• _PROBLEM TO WORK ON_
Copy out the lines of the material from the line with "Target: <item>black necktie</item>" through to the end of the material, keeping every character as it appears.

• _TASK INPUTS_
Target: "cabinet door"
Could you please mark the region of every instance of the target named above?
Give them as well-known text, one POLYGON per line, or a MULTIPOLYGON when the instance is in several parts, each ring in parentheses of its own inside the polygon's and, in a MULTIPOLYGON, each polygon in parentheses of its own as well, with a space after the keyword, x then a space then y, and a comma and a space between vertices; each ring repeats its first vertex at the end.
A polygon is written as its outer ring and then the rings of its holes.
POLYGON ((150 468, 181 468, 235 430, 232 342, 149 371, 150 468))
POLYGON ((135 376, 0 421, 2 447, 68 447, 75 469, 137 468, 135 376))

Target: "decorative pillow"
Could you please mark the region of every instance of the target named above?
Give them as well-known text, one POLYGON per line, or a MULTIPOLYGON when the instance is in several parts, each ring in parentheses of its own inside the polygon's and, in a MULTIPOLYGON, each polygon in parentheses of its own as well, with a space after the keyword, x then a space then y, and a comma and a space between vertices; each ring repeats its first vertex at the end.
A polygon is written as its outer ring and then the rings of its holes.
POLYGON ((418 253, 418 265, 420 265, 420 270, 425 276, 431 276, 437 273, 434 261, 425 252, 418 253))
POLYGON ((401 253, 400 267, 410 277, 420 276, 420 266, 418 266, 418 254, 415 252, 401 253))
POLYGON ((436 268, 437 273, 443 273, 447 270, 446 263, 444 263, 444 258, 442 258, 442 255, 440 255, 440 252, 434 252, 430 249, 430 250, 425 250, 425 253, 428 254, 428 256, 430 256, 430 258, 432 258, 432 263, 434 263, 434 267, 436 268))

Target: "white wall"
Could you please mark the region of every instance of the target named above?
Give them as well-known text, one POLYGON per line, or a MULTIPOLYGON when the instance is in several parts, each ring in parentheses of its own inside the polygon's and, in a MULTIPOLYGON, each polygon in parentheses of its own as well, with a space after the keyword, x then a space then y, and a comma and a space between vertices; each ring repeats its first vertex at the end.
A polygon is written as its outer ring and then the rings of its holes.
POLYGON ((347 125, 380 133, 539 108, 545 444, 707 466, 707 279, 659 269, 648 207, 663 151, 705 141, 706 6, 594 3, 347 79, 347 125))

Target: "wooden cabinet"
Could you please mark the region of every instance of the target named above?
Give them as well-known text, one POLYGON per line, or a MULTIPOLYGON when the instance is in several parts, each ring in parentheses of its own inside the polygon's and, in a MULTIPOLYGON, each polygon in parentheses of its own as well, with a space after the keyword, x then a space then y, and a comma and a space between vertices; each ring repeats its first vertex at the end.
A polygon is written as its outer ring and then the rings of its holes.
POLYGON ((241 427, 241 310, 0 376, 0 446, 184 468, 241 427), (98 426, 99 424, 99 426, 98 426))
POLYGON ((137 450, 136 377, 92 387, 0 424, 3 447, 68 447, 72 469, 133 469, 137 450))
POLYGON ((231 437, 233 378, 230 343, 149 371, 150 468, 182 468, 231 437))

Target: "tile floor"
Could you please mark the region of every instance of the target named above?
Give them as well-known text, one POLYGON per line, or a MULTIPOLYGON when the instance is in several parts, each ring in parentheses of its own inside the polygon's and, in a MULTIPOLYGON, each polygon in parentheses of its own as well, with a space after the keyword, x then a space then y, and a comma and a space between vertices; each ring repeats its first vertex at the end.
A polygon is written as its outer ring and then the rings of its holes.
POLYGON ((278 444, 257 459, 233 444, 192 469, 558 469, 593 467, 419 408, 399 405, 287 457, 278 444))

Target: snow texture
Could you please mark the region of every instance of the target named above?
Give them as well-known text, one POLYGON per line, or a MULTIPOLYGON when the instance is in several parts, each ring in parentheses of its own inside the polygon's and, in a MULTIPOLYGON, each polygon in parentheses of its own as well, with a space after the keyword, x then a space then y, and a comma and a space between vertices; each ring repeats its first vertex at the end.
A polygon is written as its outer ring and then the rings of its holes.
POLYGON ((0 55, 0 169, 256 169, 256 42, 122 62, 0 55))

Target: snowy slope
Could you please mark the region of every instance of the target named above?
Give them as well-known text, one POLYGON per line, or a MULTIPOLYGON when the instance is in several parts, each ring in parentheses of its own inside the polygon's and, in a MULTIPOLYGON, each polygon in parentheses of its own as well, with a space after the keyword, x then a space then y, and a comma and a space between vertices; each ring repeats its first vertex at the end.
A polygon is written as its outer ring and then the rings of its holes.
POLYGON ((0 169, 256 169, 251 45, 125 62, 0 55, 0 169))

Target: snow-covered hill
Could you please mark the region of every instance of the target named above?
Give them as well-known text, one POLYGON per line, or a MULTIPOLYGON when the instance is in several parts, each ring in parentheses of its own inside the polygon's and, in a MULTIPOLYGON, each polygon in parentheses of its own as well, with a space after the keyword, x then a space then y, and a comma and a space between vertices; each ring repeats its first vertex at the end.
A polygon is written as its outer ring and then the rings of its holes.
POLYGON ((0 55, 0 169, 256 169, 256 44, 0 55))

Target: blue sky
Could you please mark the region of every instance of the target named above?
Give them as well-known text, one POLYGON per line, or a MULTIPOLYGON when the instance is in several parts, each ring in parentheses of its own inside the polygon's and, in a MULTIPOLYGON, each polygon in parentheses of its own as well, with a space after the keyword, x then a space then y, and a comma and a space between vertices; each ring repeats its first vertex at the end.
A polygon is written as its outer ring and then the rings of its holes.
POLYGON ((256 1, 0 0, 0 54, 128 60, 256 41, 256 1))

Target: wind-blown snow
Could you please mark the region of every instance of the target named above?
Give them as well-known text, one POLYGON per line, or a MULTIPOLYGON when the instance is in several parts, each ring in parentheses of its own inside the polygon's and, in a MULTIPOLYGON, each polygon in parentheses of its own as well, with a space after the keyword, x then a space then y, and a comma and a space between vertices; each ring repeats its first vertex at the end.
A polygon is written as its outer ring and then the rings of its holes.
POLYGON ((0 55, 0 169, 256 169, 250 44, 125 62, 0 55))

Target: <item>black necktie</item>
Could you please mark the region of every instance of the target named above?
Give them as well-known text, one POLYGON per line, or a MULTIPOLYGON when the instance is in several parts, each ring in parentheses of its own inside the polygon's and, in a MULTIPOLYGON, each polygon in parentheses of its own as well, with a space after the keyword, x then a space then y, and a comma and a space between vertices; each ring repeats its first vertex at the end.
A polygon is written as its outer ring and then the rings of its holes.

• _SOLUTION_
Target: <item>black necktie</item>
Could you please mark the region of every instance of the target named above?
Give them as well-known text, one POLYGON per line, or a MULTIPOLYGON when the instance is in several parts, each ring in parentheses of its own inside the polygon's and, in a MULTIPOLYGON, each polygon in parentheses of its own as well, with a space after the keyword, x then a space then y, and a comma and a space between vertices; each ring repeats its first vertex at the end.
A polygon is written as its outer ring and then the rings of its holes.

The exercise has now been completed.